Your goal:
Go through the entries and copy every line that has the string "below" in it.

Region pointing data:
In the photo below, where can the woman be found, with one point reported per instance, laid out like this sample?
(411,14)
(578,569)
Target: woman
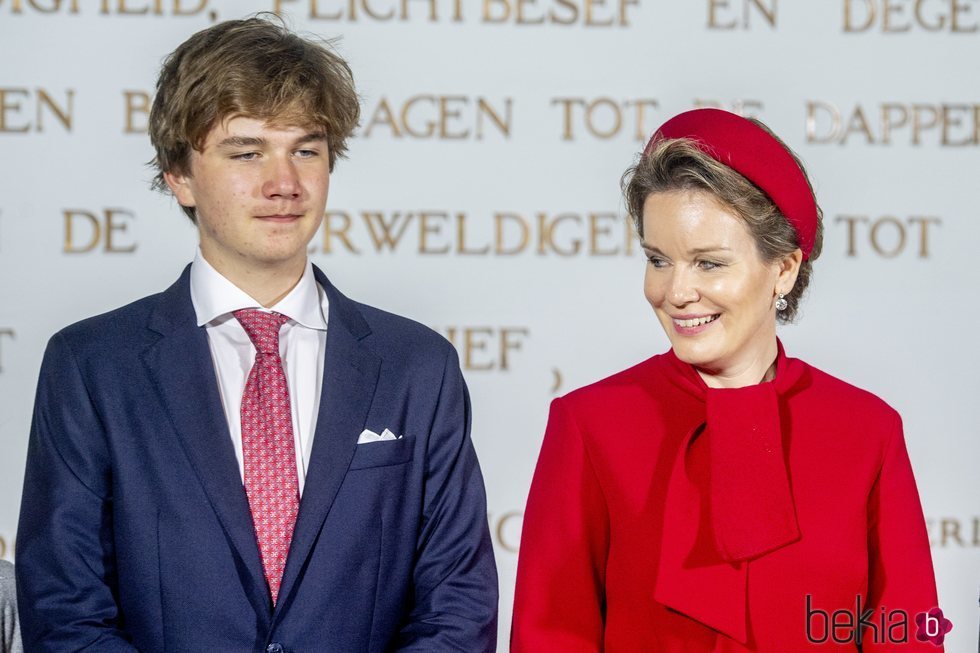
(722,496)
* * *
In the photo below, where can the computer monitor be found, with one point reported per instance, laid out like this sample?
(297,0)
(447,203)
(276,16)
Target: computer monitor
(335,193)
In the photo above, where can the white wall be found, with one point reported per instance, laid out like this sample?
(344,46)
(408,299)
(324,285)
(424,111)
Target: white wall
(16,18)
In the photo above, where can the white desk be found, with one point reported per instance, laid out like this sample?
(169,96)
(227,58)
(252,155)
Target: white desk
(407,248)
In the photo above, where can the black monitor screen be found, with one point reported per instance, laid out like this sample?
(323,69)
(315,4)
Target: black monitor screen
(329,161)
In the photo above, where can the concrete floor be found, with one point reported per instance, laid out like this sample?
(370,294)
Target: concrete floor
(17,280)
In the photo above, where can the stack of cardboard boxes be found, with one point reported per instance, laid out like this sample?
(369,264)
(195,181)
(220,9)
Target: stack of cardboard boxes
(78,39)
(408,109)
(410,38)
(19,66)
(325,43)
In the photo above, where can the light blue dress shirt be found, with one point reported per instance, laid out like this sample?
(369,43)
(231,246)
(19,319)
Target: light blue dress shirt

Exercise solution:
In the photo below, where can the woman be found, with one point reported per instance, laid out like this sample?
In the photo below, where can the computer monitor be found, with one point reported per instance, laid out like this sample?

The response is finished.